What to do. Format the lines below as a JSON list of strings, one string per line with blank lines omitted. Use only the stretch of entries that opens with the line containing "Where can the sand wrestling" and closes with the line containing "point(735, 156)", both included.

Stored data

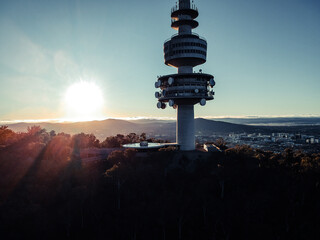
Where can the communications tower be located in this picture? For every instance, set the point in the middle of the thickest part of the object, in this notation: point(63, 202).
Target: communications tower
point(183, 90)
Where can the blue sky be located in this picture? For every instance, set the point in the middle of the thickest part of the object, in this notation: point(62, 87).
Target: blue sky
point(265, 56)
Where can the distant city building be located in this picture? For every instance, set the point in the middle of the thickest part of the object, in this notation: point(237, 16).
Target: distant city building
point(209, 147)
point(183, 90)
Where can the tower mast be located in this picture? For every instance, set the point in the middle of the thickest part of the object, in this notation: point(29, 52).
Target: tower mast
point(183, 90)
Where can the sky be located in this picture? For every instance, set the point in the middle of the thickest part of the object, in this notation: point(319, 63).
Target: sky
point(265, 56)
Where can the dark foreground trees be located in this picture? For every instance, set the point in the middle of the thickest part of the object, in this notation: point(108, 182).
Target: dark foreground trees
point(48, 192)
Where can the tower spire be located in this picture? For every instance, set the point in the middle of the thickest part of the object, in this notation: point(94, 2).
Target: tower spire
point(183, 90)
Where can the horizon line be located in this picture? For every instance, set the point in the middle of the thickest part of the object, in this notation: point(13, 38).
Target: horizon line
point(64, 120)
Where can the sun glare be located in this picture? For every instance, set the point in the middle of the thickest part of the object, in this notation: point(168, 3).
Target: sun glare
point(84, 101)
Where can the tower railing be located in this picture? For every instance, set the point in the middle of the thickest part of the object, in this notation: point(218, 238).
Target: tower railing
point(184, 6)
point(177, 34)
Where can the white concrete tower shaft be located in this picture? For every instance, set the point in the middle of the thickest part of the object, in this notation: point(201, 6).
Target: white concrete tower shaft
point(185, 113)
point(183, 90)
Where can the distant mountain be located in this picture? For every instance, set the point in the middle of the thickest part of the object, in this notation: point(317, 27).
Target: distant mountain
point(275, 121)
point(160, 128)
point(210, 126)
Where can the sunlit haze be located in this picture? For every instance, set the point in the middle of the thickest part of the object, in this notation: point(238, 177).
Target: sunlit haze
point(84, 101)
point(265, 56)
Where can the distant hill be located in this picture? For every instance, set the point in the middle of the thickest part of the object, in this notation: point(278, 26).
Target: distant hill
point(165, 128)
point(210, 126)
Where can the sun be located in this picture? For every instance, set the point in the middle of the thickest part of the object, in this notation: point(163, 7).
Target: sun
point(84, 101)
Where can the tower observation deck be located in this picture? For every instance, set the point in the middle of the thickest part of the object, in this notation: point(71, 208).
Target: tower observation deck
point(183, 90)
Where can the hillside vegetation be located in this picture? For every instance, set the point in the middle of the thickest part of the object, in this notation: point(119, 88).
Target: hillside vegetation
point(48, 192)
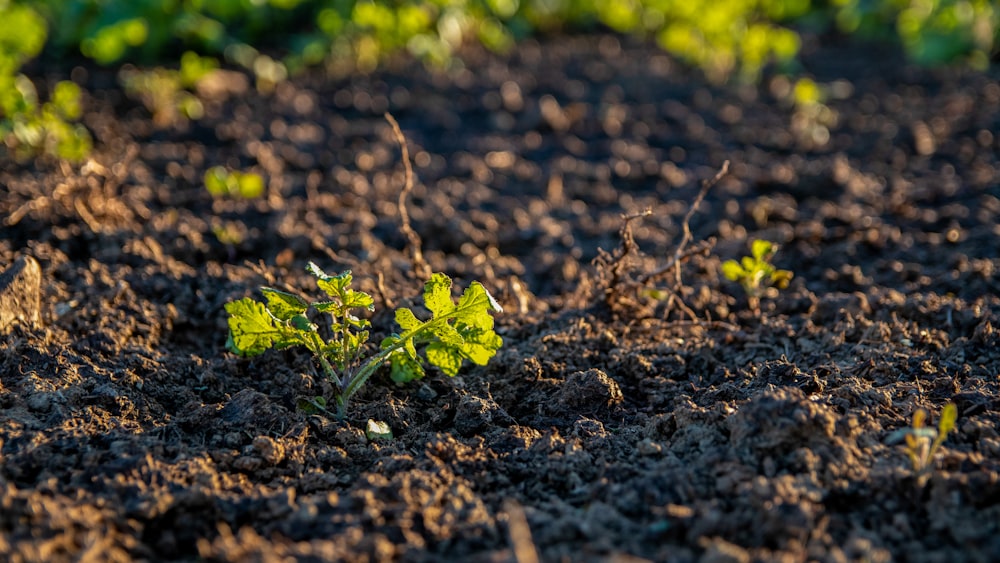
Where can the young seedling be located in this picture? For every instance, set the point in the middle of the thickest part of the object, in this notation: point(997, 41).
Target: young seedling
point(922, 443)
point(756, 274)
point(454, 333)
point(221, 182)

...

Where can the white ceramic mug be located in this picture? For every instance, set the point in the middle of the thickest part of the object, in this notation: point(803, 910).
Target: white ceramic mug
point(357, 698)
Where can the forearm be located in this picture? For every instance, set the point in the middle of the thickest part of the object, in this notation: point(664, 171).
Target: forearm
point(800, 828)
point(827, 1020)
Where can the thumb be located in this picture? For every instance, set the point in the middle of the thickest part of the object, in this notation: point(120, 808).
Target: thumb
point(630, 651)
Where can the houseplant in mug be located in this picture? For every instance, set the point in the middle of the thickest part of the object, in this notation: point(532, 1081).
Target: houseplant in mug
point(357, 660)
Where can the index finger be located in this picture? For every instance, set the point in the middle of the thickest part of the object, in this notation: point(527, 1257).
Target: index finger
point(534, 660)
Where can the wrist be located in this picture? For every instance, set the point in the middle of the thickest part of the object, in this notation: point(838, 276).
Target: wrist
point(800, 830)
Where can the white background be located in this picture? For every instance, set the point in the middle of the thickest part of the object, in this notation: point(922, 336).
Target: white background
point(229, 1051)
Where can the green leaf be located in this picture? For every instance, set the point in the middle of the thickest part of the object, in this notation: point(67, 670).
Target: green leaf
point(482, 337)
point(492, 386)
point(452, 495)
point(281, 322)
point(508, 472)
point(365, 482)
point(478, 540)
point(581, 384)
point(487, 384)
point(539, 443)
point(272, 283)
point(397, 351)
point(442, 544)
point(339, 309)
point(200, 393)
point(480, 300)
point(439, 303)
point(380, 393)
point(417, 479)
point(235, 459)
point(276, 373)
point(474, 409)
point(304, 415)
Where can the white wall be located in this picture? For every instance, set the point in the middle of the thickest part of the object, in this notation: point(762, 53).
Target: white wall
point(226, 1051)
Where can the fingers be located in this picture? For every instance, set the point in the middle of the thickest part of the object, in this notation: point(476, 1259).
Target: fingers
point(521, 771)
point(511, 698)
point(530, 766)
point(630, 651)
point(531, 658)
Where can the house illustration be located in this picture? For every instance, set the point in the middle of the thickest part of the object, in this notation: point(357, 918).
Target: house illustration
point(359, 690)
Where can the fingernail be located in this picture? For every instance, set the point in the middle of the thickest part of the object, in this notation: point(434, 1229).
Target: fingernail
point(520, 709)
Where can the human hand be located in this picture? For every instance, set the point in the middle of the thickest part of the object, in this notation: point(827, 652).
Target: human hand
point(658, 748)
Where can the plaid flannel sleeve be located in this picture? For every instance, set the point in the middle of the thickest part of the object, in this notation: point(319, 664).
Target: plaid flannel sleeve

--

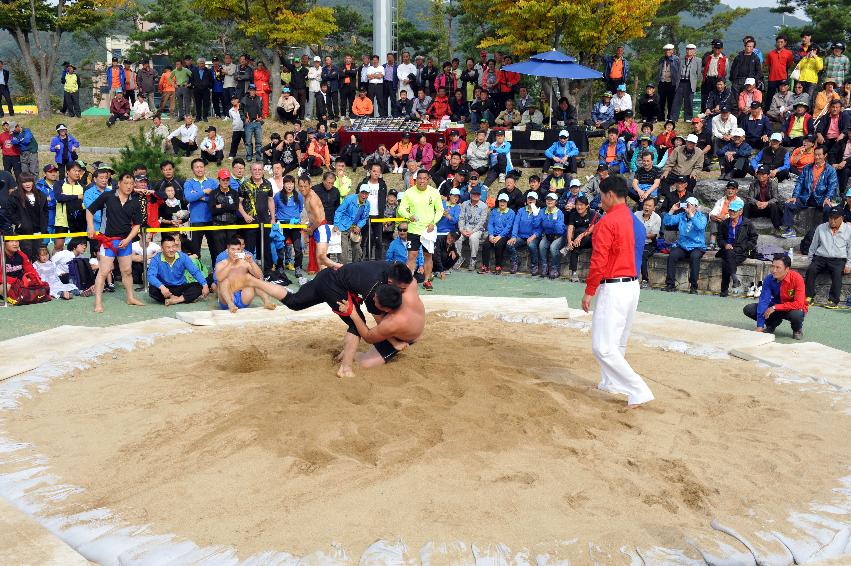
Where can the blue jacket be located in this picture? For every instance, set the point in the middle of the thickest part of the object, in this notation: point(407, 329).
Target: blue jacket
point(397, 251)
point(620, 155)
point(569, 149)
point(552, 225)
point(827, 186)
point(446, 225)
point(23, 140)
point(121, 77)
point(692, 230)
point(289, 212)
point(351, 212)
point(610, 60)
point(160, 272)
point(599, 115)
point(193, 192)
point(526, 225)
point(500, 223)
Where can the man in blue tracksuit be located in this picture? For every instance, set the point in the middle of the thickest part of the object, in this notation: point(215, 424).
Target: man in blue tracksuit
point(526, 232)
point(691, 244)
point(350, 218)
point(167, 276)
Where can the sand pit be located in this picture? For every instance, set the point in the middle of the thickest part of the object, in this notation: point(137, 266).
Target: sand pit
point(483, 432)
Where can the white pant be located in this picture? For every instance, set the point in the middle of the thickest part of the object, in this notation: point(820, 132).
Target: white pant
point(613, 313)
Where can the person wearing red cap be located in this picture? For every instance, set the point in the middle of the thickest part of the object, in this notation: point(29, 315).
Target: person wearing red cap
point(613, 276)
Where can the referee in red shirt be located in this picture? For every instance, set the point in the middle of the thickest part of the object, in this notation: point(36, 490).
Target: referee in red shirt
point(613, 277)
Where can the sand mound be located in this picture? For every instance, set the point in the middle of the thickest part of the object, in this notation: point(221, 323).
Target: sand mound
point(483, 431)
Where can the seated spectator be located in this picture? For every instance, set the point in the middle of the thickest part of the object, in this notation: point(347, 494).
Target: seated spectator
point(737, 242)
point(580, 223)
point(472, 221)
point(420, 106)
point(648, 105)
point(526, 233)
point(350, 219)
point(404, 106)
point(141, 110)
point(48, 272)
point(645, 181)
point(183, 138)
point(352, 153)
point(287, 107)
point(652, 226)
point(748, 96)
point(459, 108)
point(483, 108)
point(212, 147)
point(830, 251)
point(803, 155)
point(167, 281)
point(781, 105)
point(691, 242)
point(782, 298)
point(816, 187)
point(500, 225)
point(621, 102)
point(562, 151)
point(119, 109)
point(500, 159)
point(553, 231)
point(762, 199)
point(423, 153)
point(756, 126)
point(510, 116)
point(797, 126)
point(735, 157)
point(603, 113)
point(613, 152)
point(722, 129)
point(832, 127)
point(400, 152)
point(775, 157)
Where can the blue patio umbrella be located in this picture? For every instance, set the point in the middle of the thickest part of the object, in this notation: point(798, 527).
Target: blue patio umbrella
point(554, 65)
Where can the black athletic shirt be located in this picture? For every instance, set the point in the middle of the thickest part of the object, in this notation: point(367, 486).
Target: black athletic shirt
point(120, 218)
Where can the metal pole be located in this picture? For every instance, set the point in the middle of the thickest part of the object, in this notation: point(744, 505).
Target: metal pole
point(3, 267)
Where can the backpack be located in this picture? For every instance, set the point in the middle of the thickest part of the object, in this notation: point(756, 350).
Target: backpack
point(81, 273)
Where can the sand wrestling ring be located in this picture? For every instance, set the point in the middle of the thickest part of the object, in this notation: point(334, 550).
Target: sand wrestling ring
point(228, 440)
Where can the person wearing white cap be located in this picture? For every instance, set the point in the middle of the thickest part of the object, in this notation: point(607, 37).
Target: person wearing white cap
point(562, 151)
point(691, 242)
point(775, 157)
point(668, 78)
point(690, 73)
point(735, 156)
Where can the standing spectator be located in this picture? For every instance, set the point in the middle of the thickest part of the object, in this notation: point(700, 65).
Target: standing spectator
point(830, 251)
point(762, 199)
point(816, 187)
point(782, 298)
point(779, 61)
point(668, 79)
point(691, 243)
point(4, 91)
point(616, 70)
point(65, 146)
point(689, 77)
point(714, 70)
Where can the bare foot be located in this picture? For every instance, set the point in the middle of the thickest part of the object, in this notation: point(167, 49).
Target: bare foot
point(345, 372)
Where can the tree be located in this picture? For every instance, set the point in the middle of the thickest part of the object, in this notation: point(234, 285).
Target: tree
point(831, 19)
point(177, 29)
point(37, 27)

Task result.
[
  "Where can the sand wrestling ring be located in this picture? For every instance, set the point in the middle of the thickest part of the object, in this notation: point(334, 550).",
  "Target: sand wrestling ring",
  "point(228, 440)",
  "Where can the person wearing white cap be located in this picture? For every instance, set the point in the middle of the thickest part of the object, in this notation: point(607, 37).",
  "Target: person wearing white cap",
  "point(562, 151)",
  "point(691, 242)",
  "point(775, 157)",
  "point(668, 78)",
  "point(690, 73)",
  "point(735, 156)"
]